● Extract provided
Federal government submits new draft law to restrict mortgage lending

On 24.10.2016, the German Ministry of Finance sent other governmental ministries a draft version of a precautionary law designed to enhance the supervisory powers of the country’s financial authorities. The proposed law would allow BaFin (the supervisory regulator) to restrict mortgage lending in the event of an overheated property market. This was reported on by the FAZ on 25.10.2016 and the IMMOBILIEN ZEITUNG on 27.10.2016. The draft expand on recommendations made by the Committee for Financial Stability in mid-2015, including a tightening of lenders’ mortgage approval requirements. The proposed restrictions would apply just as much to business loans as to mortgages for private borrowers. Regulators would be given the power to set maximum limits for loan-to-value ratios, impose repayment terms and prescribe minimum levels of capital coverage. There would be a small number of exceptions, such as for the social housing sector, future re-financing agreements, and for loans taken out to fund modernisations. There is no intention to intervene in existing loan facilities. Banks would be allowed a small degree of freedom beyond the strict new regulations, and would be permitted to authorise real estate loans that do not fully comply, as long as these do not endanger the stability of the bank or institution. The idea of a national register of mortgages has been abandoned in the latest draft. The plans have been sharply criticised by German banking associations and the IVD. Michael Kemmer from the Federation of German Banks warned: “Restricting bank lending could have serious consequences for the real economy.” In his own response, Michael Schick from the IVD cautioned: “The proposals will simply make it harder to buy property. The new regulations are entirely unwarranted as there are no current indications of a property price bubble. We are a long way away from an oversupply of housing, which would be one contributing factor in any bubble developing.”

● Stated task 1
Return every line of the rows below that contains the string "salt". Case counts.

● Input rows
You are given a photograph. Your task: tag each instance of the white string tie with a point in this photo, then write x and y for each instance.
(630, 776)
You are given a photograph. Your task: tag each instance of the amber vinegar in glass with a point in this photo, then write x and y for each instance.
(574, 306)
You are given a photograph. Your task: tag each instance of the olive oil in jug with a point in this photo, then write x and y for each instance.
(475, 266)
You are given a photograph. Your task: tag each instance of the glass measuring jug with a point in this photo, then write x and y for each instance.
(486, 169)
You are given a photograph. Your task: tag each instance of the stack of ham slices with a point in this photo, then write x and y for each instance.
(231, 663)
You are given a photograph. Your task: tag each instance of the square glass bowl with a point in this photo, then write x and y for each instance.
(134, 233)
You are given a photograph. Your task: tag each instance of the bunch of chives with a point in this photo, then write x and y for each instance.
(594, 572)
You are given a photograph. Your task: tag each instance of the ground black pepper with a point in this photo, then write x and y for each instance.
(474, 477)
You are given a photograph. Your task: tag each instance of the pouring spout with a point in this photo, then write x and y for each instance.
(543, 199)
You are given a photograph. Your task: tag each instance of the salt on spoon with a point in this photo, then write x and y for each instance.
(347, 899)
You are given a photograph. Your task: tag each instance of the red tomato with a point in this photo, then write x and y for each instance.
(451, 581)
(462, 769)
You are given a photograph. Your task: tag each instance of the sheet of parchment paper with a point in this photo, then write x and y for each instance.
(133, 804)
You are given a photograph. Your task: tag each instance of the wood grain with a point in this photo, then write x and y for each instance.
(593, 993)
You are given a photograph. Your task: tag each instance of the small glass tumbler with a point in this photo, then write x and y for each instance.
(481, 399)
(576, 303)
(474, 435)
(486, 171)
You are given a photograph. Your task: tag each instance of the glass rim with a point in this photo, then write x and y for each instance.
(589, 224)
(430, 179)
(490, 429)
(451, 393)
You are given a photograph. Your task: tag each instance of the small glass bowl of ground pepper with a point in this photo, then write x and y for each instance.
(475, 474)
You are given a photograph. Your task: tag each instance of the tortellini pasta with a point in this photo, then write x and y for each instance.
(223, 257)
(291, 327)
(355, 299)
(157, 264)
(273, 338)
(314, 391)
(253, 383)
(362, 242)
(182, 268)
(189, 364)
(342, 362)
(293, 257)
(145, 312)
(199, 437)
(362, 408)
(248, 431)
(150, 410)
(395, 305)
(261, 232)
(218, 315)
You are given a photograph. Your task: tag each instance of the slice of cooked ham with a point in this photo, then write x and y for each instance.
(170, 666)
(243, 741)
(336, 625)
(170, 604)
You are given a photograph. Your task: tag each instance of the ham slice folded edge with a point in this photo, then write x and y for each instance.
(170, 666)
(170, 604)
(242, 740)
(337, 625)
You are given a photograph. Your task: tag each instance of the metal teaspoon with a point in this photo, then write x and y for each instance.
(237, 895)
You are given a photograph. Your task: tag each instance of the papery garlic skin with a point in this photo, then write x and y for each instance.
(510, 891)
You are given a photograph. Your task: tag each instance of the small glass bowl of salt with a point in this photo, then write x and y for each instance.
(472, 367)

● Stated task 2
Answer these questions using the article above on the draft mortgage lending law:
(a) On what date did the German Ministry of Finance send the draft to other governmental ministries?
(b) What idea has been abandoned in the latest draft?
(c) Who from the Federation of German Banks warned about the consequences of restricting bank lending?

● Written answer 1
You are given a photograph. Your task: tag each instance of the salt on spoon with a point in this photo, then write x and y for each instance.
You are given a photograph. Your task: tag each instance of the small glass bowl of salt with a point in this photo, then write x and y for each instance.

● Written answer 2
(a) 24.10.2016
(b) A national register of mortgages
(c) Michael Kemmer